WORK TO COMPLETE: Without the pictures, can you quote each line below exactly?

[Source records]
————————
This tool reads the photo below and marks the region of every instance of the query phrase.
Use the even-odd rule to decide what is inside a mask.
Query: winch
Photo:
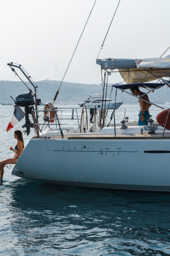
[[[155,134],[155,131],[158,129],[158,127],[157,126],[154,126],[153,125],[153,122],[154,120],[150,118],[147,120],[148,123],[148,125],[146,126],[144,126],[144,129],[145,131],[148,131],[148,133],[150,134]]]
[[[125,129],[127,129],[128,127],[125,125],[126,122],[126,121],[125,120],[122,120],[122,121],[121,121],[120,123],[121,124],[120,125],[120,126],[118,129],[119,130],[125,130]]]

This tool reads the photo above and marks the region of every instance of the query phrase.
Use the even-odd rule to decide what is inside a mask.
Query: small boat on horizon
[[[87,99],[84,100],[83,102],[80,102],[78,104],[79,107],[83,107],[84,105],[85,105],[87,108],[89,109],[90,108],[94,108],[94,104],[96,105],[97,109],[99,109],[102,108],[102,102],[103,95],[98,94],[97,93],[94,93],[92,95],[90,96]],[[113,101],[110,99],[108,99],[105,97],[103,98],[103,108],[104,108],[109,109],[113,109],[115,106],[116,103],[116,109],[119,107],[123,104],[123,101]]]

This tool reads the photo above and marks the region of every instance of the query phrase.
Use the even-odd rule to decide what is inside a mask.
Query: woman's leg
[[[1,167],[1,170],[0,171],[0,180],[2,180],[3,179],[3,175],[4,172],[4,165],[3,165]]]
[[[3,175],[4,174],[4,167],[6,164],[8,164],[8,163],[15,163],[17,161],[18,159],[15,158],[8,158],[8,159],[5,159],[3,161],[0,161],[0,180],[2,180],[3,178]]]

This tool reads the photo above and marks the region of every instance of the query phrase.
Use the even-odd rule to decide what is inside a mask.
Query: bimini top
[[[151,89],[156,89],[158,87],[163,86],[167,83],[135,83],[133,84],[113,84],[112,86],[119,89],[126,90],[127,89],[130,89],[133,86],[138,86],[144,88],[145,87],[150,88]]]

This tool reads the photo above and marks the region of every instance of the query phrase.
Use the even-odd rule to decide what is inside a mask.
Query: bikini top
[[[16,150],[17,150],[17,151],[19,151],[18,150],[18,147],[17,146],[17,145],[16,145],[15,146],[15,149]],[[23,149],[22,150],[22,151],[23,151]]]

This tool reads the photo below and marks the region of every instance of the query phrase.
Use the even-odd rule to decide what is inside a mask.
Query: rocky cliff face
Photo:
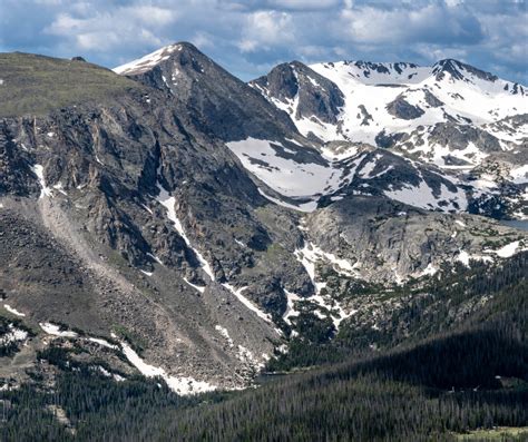
[[[20,57],[11,69],[33,62]],[[187,43],[121,76],[71,62],[111,94],[88,99],[47,59],[35,90],[9,77],[41,112],[0,120],[0,313],[23,314],[42,345],[105,340],[111,363],[163,371],[178,392],[237,387],[302,333],[300,310],[336,331],[358,284],[390,289],[528,246],[465,214],[477,186],[366,144],[307,139],[257,91],[263,79],[247,86]],[[46,98],[49,78],[66,101]],[[342,106],[297,63],[266,85],[284,102],[304,89],[299,116],[331,124]]]

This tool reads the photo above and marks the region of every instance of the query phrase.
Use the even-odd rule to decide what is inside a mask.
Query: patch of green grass
[[[146,343],[137,333],[134,333],[133,331],[119,324],[114,325],[111,328],[118,337],[130,344],[137,354],[143,354],[146,348]]]
[[[41,116],[141,88],[96,65],[20,52],[0,53],[0,117]]]
[[[527,441],[528,426],[499,426],[490,430],[475,430],[467,434],[457,433],[458,441]]]

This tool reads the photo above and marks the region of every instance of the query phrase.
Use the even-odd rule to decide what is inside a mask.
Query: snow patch
[[[185,244],[187,245],[188,248],[190,248],[196,257],[198,258],[198,262],[202,265],[202,268],[204,272],[209,276],[212,281],[215,281],[215,274],[213,269],[211,268],[209,264],[207,261],[204,258],[202,253],[199,253],[198,249],[193,247],[190,245],[190,239],[186,235],[182,222],[178,219],[176,216],[176,209],[174,208],[176,204],[176,198],[174,196],[170,196],[167,190],[165,190],[158,183],[158,189],[159,189],[159,195],[156,197],[156,200],[164,206],[167,209],[167,218],[173,222],[174,227],[178,232],[179,236],[184,239]]]
[[[40,328],[42,328],[46,333],[52,336],[61,336],[61,337],[77,337],[78,334],[76,332],[71,332],[68,330],[60,330],[60,327],[56,324],[51,324],[49,322],[39,323]]]
[[[31,170],[33,171],[35,175],[37,175],[37,178],[39,179],[40,183],[40,198],[43,198],[46,196],[51,197],[52,193],[51,189],[46,186],[46,179],[43,177],[43,167],[42,165],[36,164],[35,166],[31,167]]]
[[[3,308],[6,308],[9,313],[12,313],[16,316],[20,316],[20,317],[26,316],[26,313],[19,312],[17,308],[13,308],[8,304],[3,304]]]
[[[150,364],[147,364],[139,355],[125,342],[121,342],[123,353],[127,360],[146,377],[162,377],[170,390],[180,395],[193,395],[214,391],[217,387],[205,381],[196,381],[187,376],[170,376],[167,372]]]

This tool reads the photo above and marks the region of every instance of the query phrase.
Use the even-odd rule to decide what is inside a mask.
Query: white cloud
[[[157,36],[159,27],[176,21],[177,12],[153,6],[119,7],[98,12],[81,4],[72,13],[59,13],[45,29],[45,33],[72,39],[80,50],[111,50],[126,42],[160,46],[163,40]]]
[[[242,35],[238,47],[243,52],[291,43],[294,40],[292,16],[278,11],[252,12],[245,18]]]

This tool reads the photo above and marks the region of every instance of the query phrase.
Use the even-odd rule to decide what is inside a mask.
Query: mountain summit
[[[292,61],[245,84],[175,43],[115,71],[2,55],[0,78],[17,384],[23,352],[46,385],[82,366],[241,389],[462,326],[493,298],[478,272],[520,273],[528,236],[501,223],[528,216],[527,97],[466,65]]]

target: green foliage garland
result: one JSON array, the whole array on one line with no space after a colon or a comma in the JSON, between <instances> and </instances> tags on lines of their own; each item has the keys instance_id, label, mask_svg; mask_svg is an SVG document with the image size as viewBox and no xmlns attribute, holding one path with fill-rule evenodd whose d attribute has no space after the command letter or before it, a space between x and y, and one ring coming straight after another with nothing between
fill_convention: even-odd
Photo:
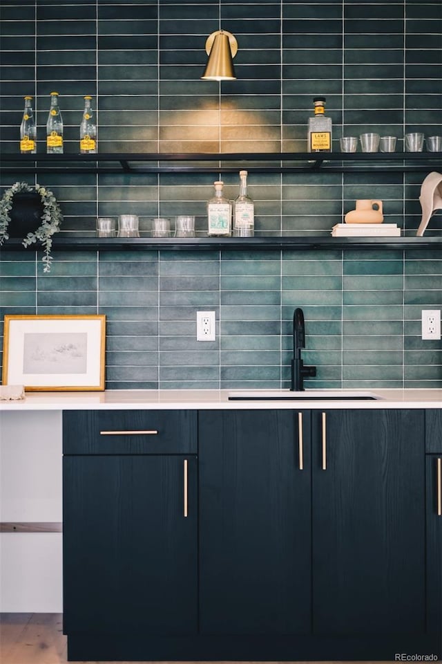
<instances>
[{"instance_id":1,"label":"green foliage garland","mask_svg":"<svg viewBox=\"0 0 442 664\"><path fill-rule=\"evenodd\" d=\"M28 233L23 241L23 246L28 247L33 242L39 241L41 243L44 251L42 259L44 264L43 271L50 272L50 264L52 261L50 255L50 250L52 246L52 236L60 230L63 215L55 196L50 190L45 187L35 185L35 188L33 189L26 182L16 182L5 192L1 200L0 200L0 246L9 237L8 227L11 221L10 212L12 208L14 196L21 192L32 192L34 191L39 194L43 203L41 223L35 232Z\"/></svg>"}]
</instances>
————————
SOLUTION TO THIS TASK:
This tool reads the photo below and marks the region of every instance of the query phrase.
Use the even-odd rule to decide what is inside a mask.
Query: winch
Photo:
[[[155,134],[155,131],[158,129],[158,127],[157,126],[154,126],[153,125],[153,122],[154,120],[150,118],[147,120],[148,123],[148,125],[146,126],[144,126],[144,129],[145,131],[148,131],[148,133],[150,134]]]
[[[125,129],[127,129],[128,127],[125,125],[126,122],[126,121],[125,120],[122,120],[122,121],[121,121],[120,123],[121,124],[120,125],[120,126],[118,129],[119,130],[125,130]]]

This tool reads the photo above and marks the region of every instance of the query phrase.
Use the even-odd rule to decide what is inside a mask.
Query: small boat on horizon
[[[87,99],[84,100],[83,102],[80,102],[78,104],[79,107],[83,107],[84,105],[85,105],[87,108],[89,109],[90,108],[94,108],[94,104],[96,105],[97,109],[99,109],[102,108],[102,102],[103,95],[98,94],[97,93],[94,93],[92,95],[90,96]],[[113,101],[110,99],[108,99],[105,97],[103,98],[103,108],[104,108],[109,109],[113,109],[115,106],[116,103],[116,109],[119,107],[123,104],[123,101]]]

This tool reads the photo above and marks the region of every instance of the query phrase.
Use the even-odd rule to decide what is inside a mask.
Query: woman's leg
[[[1,167],[1,170],[0,171],[0,180],[2,180],[3,179],[3,175],[4,172],[4,165],[3,165]]]
[[[3,175],[4,174],[4,167],[6,164],[8,164],[8,163],[15,163],[17,161],[18,159],[15,158],[8,158],[8,159],[5,159],[3,161],[0,161],[0,180],[2,180],[3,178]]]

This tool reads the photo above and marks the region of every instance of the query phrase.
Use the even-odd rule to decide what is inside a mask.
Query: bimini top
[[[151,89],[156,89],[158,87],[163,86],[167,83],[135,83],[133,84],[113,84],[112,86],[119,89],[126,90],[127,89],[130,89],[133,86],[138,86],[144,88],[145,87],[150,88]]]

This tool reads the photo above and marks the region of every instance of the query phrase.
Use the even-odd rule to decide what is inside a mask.
Query: bikini top
[[[16,150],[17,150],[17,151],[19,151],[18,150],[18,147],[17,146],[17,145],[16,145],[15,146],[15,149]],[[23,149],[22,150],[22,151],[23,151]]]

This tool reads the photo below and marks the region of every instance of the query phrase.
Use the even-odd rule to decide what is inside a mask.
Query: rocky cliff face
Photo:
[[[20,57],[11,69],[33,62]],[[187,43],[121,76],[71,62],[111,94],[88,99],[47,59],[35,90],[9,77],[41,112],[0,120],[0,313],[23,314],[42,345],[105,340],[111,363],[163,371],[178,392],[237,387],[302,333],[300,310],[336,331],[358,284],[390,289],[528,246],[465,214],[477,186],[366,144],[307,139],[257,91],[263,79],[247,86]],[[46,98],[49,78],[66,101]],[[342,106],[297,63],[266,85],[284,102],[304,89],[299,116],[331,124]]]

This tool reads the photo above and marks the region of every instance of the query phrase.
Use the even-odd rule to decide what is inside a mask.
Query: patch of green grass
[[[146,343],[137,333],[134,333],[133,331],[119,324],[114,325],[111,328],[118,337],[130,344],[137,354],[143,354],[146,348]]]
[[[41,116],[141,88],[96,65],[20,52],[0,53],[0,117]]]
[[[527,441],[528,426],[499,426],[490,430],[475,430],[467,434],[457,433],[458,441]]]

This tool reads the photo above and marks the region of every instance of the query phrase.
Use the even-odd rule to decide what is inside a mask.
Query: snow patch
[[[185,244],[187,245],[188,248],[190,248],[196,257],[198,258],[198,262],[202,265],[202,268],[204,272],[209,276],[212,281],[215,281],[215,274],[213,269],[211,268],[209,264],[207,261],[204,258],[202,253],[199,253],[198,249],[193,247],[190,245],[190,239],[186,235],[182,222],[178,219],[176,216],[176,209],[174,208],[176,204],[176,198],[174,196],[170,196],[167,190],[165,190],[158,183],[158,189],[159,189],[159,195],[156,197],[156,200],[164,206],[167,209],[167,218],[173,222],[174,227],[178,232],[179,236],[184,239]]]
[[[40,328],[42,328],[46,333],[52,336],[61,336],[61,337],[77,337],[78,334],[76,332],[71,332],[68,330],[60,330],[60,327],[56,324],[51,324],[49,322],[39,323]]]
[[[31,170],[33,171],[35,175],[37,175],[37,178],[39,179],[40,183],[40,198],[43,198],[46,196],[51,197],[52,193],[51,189],[46,186],[46,179],[43,177],[43,167],[42,165],[36,164],[35,166],[31,167]]]
[[[3,308],[6,308],[9,313],[12,313],[16,316],[20,316],[20,317],[26,316],[26,313],[19,312],[17,308],[13,308],[8,304],[3,304]]]
[[[150,364],[147,364],[139,355],[125,342],[121,342],[123,353],[127,360],[146,377],[162,377],[170,390],[180,395],[193,395],[214,391],[217,387],[205,381],[196,381],[187,376],[170,376],[167,372]]]

This tool reads the photo above and marks the region of every instance of the query phrase.
Use the even-odd rule to decide what is inside a mask.
Query: white cloud
[[[157,36],[159,27],[176,21],[177,12],[153,6],[119,7],[98,12],[81,4],[72,13],[59,13],[45,29],[45,33],[72,39],[80,50],[111,50],[126,42],[160,46],[163,40]]]
[[[242,35],[238,47],[243,52],[291,43],[294,40],[292,16],[278,11],[252,12],[245,18]]]

This tool reads the photo above and marks the region of every instance of the query phrase.
Use the even-odd rule to decide what is inside a mask.
Query: mountain summit
[[[292,61],[245,84],[175,43],[115,71],[2,55],[0,78],[17,384],[23,352],[46,385],[82,366],[241,389],[462,326],[493,298],[478,272],[520,273],[528,236],[501,223],[528,216],[527,97],[466,65]]]

target: green foliage garland
result: one JSON array, the whole array on one line with no space after a colon or a comma in the JSON, between <instances> and </instances> tags on lines of their own; each item has the keys instance_id, label, mask_svg; mask_svg is an SVG document with the image size as viewBox and no xmlns attribute, holding one path with fill-rule evenodd whose d attribute has no space after the command letter or before it, a space between x and y, and one ring coming straight after another with nothing between
fill_convention: even-odd
Photo:
<instances>
[{"instance_id":1,"label":"green foliage garland","mask_svg":"<svg viewBox=\"0 0 442 664\"><path fill-rule=\"evenodd\" d=\"M28 233L23 241L23 246L28 247L33 242L39 241L41 243L44 251L42 259L44 264L43 271L50 272L50 264L52 261L50 255L50 250L52 246L52 236L60 230L63 215L55 196L50 190L45 187L35 185L35 188L33 189L26 182L16 182L5 192L1 200L0 200L0 246L9 237L8 227L11 221L10 212L12 208L14 196L21 192L32 192L34 191L39 194L43 203L41 223L35 232Z\"/></svg>"}]
</instances>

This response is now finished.